Цитируемый текст:
Собственно говоря, сам феномен глобализма, феномен то ли расцвета цивилизации, то ли выражения ее кризиса, то ли попросту фаза интенсивного цивилизационного распада, – сам этот феномен оказался возможен именно потому, что в должной степени не сформировалось отношение познания, в результате чего науки так и не обрели своего содержания, реального объекта изучения. Глобализм – феномен именно цивилизации, но не культуры, ибо содержанием процессов глобализации стало отсутствие культурного содержания. Вот почему «предметный» разговор в рамках отношения приспособления всегда беспредметен: он лишен объекта. Глобализм, по идее, вплотную подводит к осознанию феномена культуры. Однако цивилизацию и культуру разделяет не пресловутый «один шаг», а принципиально разное соотношение типов управления информацией. Субъект цивилизации – индивид (кавалер звезды Пентагон), субъект культуры – личность. Сама цивилизация есть предмет (форма), объектом (содержанием) которого(ой) должна стать культура. При этом переход к культуре означает не исчезновение цивилизации, а появление у нее объекта, осознанного содержания.

Пока что «духовное» содержание цивилизации определяют потребности индивида (homo economicus’a), то есть содержанием, с позиций личности и культуры (с позиций homo sapiens’a), является бессодержательность, «звезда Пентагон», вот почему доминирующей духовной и эстетической идеологией сегодня стал постмодернизм, где культ формы превратился в содержание. Постмодернизм, идеология индивида, протестующего против жесткого нормативизма социума, – это выражение диктатуры натуры, выдаваемое за высшие культурные достижения. Содержанием бессодержательной идеологии становится индивидоцентризм – культ ощущений (хотений, желаний), культ иррационального – следовательно, культ формы.

Необходимо осознать, что глобализм существует потому, что это выгодно – тем, кто преуспел в бессознательном освоении мира. Пентагон – это инструмент глобализма как вершины цивилизации (читай: бессознательного типа отношения к действительности), инструмент диктатуры бессознательного, диктатуры натуры.

Если же перспективу духовного развития связывать с персоноцентризмом, последовательно ведущим к гуманизму, формой проявления которого вполне может стать диктатура культуры, то здесь все еще только начинается.

Если выживем – то увидим.

А может быть, я и рифмую зря?

Следующую цитату из моей работы 1999 г. «Парамонов: «КОНЕЦ СТИЛЯ» – конец мышления?», посвященной культурологическому анализу нашумевшей книги философа Бориса Парамонова «Конец стиля», можно считать сквозным эпиграфом, данью культурной традиции; можно – приглашением к серьезному разговору; а можно – в самом феномене автоцитат (в широком смысле: цитат не только текстовых, но цитат из умонастроений, мироощущений, мировоззрений) разглядеть печальную траекторию «на круги своя», потому печальную, что культура роковым образом состоит из архетипов-повторений.

Цель задания: Допишите приведенный выше текст о глобализме, цивилизации и культуре, начав сразу после его последнего предложения.

Записи набора данных:
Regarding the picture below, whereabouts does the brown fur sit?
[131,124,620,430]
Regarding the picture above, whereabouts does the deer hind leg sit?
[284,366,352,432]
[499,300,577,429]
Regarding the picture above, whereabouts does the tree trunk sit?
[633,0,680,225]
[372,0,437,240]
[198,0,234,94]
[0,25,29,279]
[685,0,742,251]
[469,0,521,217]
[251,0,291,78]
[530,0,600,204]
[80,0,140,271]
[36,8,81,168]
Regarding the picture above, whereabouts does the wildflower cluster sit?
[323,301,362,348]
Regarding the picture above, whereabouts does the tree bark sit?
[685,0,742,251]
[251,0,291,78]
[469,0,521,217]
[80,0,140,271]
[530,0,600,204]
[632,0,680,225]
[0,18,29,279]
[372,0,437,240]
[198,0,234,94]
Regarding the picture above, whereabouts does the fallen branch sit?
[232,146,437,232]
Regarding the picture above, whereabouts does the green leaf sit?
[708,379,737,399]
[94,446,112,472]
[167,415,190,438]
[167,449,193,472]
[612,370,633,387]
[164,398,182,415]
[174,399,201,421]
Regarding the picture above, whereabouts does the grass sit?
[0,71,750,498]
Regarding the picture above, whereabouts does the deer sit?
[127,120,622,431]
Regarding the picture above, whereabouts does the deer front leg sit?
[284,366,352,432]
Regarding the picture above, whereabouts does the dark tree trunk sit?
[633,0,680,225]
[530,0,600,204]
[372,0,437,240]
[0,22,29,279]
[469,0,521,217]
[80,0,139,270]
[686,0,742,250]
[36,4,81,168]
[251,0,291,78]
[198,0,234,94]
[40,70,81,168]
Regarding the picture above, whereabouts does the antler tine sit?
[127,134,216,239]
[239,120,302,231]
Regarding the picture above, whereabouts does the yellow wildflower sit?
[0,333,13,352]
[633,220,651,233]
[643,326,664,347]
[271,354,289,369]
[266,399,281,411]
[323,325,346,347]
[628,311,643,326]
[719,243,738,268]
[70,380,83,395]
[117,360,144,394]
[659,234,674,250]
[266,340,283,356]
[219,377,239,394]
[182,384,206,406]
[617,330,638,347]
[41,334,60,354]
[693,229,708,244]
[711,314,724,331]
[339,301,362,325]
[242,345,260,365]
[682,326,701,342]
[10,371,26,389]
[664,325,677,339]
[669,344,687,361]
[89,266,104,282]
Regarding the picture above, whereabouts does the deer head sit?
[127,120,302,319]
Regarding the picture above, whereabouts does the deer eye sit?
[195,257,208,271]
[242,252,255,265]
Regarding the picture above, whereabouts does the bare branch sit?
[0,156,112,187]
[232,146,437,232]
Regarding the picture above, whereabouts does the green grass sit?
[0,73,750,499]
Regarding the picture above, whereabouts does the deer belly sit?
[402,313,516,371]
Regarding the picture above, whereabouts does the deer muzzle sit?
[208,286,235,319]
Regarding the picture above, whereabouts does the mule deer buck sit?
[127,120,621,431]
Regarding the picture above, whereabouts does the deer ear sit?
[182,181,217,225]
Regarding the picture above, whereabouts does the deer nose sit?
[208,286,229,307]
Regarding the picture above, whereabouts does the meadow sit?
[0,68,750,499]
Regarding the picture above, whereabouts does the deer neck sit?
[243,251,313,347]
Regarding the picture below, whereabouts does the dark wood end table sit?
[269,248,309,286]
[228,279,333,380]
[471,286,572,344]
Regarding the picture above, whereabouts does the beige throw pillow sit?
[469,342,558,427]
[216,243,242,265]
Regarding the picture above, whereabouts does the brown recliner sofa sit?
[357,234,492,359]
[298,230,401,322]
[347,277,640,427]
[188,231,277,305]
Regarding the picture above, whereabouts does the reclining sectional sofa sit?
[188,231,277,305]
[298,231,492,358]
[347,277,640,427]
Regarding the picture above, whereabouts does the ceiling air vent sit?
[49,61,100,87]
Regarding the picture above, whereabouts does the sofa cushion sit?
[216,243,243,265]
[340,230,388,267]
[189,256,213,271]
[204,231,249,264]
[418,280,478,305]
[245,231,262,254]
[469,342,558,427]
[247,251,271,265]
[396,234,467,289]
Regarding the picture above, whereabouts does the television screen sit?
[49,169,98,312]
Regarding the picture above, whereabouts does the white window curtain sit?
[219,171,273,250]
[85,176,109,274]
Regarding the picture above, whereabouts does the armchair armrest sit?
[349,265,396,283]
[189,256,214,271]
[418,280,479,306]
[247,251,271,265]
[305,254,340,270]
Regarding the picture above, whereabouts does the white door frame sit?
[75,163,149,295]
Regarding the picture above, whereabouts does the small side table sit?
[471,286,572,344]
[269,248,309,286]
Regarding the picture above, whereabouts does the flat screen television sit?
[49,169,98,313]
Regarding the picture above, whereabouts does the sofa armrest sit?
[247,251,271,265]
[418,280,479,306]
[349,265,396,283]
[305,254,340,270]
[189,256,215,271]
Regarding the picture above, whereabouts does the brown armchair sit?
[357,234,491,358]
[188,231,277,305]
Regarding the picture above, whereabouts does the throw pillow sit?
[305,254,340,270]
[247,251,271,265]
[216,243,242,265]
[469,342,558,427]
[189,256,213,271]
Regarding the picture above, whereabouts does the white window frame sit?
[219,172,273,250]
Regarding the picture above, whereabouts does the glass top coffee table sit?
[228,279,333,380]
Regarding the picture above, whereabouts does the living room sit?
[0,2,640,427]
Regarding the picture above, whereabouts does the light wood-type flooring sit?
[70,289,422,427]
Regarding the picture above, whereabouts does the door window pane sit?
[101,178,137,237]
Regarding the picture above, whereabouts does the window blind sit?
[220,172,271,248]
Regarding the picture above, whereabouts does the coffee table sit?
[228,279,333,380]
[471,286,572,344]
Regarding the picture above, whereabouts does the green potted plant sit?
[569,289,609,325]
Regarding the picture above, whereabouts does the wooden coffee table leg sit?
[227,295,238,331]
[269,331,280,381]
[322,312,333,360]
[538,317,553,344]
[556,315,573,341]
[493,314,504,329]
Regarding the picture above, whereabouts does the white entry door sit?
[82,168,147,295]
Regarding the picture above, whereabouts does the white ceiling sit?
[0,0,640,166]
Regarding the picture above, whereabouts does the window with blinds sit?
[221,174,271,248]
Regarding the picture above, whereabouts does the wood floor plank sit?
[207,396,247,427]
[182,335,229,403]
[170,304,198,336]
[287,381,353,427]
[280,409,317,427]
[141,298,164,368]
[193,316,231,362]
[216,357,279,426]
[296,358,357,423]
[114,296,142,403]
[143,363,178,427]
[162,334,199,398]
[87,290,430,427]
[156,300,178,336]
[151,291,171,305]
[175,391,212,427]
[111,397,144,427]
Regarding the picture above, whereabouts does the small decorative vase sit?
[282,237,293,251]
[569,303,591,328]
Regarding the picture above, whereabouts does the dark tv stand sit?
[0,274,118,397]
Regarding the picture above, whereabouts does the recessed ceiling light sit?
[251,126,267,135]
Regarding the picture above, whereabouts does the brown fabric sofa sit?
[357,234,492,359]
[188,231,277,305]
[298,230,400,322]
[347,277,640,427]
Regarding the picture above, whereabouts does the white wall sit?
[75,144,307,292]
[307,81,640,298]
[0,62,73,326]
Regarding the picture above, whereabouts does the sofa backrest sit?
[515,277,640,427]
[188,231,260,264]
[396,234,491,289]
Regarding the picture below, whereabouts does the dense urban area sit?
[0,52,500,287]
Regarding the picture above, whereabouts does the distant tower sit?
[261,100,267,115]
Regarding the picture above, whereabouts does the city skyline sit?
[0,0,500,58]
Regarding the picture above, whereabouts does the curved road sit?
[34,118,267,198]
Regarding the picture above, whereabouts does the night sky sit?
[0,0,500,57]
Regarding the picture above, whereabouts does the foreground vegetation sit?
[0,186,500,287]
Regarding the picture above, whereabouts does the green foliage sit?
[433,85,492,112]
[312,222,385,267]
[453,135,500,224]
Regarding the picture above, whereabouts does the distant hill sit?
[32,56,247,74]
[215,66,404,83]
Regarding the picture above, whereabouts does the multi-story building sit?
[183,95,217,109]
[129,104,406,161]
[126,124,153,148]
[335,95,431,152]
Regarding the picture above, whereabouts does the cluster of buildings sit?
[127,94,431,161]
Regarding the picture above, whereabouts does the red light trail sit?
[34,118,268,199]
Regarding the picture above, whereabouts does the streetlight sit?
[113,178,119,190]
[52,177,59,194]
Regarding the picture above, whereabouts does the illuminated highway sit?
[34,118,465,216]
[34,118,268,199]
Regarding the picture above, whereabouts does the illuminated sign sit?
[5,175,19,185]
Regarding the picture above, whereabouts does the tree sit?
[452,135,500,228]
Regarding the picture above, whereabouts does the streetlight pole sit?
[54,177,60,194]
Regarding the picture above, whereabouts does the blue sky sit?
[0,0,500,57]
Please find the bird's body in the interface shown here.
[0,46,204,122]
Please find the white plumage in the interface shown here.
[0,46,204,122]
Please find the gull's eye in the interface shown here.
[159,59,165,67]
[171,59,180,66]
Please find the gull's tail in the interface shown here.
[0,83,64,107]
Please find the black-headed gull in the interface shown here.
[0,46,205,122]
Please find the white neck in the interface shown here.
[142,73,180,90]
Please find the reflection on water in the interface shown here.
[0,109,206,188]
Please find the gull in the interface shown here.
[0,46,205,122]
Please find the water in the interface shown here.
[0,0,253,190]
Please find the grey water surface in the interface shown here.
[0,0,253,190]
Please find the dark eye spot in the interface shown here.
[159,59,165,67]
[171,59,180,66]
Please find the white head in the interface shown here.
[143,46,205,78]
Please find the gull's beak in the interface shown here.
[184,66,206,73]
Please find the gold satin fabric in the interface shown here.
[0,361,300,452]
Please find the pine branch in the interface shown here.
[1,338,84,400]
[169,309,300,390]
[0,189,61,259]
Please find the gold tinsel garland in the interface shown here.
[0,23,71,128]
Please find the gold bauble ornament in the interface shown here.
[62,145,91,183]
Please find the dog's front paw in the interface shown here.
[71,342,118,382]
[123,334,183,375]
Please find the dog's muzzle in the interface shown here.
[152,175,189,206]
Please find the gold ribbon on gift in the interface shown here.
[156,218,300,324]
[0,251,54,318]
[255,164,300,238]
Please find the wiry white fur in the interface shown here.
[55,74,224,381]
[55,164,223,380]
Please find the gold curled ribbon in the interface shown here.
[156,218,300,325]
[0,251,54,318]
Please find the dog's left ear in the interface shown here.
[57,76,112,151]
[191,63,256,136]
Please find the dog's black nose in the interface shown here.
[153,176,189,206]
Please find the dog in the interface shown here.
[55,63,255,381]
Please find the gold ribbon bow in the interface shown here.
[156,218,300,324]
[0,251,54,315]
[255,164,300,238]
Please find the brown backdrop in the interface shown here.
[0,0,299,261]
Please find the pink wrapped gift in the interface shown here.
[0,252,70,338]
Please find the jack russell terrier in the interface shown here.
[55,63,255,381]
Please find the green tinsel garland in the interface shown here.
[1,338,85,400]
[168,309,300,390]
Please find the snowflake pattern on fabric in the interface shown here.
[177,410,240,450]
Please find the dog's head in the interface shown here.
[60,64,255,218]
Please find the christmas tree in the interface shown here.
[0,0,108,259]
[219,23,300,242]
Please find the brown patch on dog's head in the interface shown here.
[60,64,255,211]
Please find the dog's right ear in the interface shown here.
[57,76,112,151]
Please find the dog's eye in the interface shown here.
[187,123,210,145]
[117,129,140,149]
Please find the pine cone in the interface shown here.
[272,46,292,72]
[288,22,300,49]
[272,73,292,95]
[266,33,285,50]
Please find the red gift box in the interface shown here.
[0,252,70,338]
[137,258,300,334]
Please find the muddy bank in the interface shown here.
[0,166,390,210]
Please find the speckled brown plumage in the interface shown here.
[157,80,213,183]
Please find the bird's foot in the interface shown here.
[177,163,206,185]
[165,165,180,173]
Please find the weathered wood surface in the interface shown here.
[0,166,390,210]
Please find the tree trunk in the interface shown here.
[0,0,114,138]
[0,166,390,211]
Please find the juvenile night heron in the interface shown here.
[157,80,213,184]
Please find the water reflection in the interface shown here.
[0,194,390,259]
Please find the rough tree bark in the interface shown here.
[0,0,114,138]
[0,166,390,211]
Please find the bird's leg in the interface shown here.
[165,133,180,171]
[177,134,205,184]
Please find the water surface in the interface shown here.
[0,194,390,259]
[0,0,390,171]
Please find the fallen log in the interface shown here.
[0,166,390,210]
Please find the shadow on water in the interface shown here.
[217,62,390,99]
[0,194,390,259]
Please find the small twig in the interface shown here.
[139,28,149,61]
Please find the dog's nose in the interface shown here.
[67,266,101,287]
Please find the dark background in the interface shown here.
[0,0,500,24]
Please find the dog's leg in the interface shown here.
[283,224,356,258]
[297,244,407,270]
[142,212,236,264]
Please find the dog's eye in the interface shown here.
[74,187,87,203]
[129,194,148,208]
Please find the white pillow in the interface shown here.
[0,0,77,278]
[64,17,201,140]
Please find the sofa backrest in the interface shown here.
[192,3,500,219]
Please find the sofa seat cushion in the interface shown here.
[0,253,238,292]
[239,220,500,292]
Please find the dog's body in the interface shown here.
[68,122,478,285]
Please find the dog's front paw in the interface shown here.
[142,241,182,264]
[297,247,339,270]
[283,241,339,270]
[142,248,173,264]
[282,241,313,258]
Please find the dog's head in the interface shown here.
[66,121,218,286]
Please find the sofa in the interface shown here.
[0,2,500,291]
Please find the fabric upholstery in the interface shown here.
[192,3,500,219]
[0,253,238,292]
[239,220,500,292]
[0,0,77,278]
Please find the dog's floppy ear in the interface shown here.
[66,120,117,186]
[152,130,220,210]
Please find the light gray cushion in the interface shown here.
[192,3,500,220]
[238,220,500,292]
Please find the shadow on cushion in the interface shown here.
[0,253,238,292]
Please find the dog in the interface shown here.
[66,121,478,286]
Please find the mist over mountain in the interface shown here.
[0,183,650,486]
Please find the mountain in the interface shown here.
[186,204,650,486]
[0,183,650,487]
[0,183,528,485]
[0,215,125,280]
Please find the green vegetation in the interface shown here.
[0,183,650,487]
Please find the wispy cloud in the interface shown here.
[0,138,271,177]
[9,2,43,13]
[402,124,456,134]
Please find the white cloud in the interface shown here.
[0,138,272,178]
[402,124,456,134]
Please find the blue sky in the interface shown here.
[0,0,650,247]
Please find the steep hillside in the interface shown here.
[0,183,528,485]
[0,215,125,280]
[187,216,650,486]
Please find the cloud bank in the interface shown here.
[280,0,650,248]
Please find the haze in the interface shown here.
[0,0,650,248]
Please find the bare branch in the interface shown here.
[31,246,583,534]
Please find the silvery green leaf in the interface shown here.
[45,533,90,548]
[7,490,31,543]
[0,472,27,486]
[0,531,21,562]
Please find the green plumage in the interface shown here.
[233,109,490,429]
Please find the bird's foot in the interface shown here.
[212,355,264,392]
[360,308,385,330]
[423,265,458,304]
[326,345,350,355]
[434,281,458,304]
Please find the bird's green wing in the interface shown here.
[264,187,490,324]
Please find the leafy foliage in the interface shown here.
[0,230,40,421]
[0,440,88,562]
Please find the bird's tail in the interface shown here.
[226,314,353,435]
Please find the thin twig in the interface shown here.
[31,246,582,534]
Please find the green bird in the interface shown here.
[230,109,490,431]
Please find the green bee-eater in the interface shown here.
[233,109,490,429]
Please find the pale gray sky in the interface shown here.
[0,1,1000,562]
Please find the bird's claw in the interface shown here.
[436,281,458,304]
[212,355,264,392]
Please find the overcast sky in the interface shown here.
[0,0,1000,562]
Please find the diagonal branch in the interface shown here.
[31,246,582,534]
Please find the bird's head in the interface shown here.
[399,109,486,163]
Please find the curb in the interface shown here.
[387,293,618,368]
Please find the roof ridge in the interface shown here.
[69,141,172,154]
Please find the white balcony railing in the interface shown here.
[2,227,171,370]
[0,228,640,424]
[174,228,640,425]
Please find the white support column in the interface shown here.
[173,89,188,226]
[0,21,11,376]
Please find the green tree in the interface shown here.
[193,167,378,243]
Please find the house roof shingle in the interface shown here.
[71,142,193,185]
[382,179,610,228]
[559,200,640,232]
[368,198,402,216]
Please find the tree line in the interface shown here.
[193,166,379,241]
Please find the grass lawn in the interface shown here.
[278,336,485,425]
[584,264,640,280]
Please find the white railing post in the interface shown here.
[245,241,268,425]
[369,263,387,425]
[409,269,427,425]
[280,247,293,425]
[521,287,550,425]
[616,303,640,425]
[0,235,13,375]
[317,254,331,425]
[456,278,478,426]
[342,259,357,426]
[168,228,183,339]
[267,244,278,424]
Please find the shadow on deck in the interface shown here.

Ответ к заданию:
«На круги своя» – это и есть очередной шаг вперед?

«Вперед!» – возопил Сизиф и с восторгом покатился вниз?


«Всякий очень культурный человек, а тем более человек, всю жизнь „по призванию“ ковырявшийся на ниве культуры, не может не испытывать глубокого разочарования, глядя на выращенные им плоды. Даже у мастеров культуры – жалок результат, что уж говорить о рядовых тружениках, серых рыбах-с. Натурально, хочется плюнуть в морду культуре за профуканную жизнь. Культура – дура, вот и культуротворец чувствует себя в дураках. С кем поведёшься… „Что мне „это“ дало?“ – лежит в подтексте плевка. Чувствуешь – я бы семижды семи раз выделил это слово: не понимаешь, а чувствуешь – себя обманутым, словно жизнь, какая-то настоящая, завидно содержательная, прошла стороной, пока ты там ковырялся. «И вдруг мелькает мысль-заря: а может быть, я и рифмую зря?» Это Маяковский. А вот Парамонов: «Вопрос ставится: а зачем романы писать?» («Рэпперы в Дарлингтон-холл»).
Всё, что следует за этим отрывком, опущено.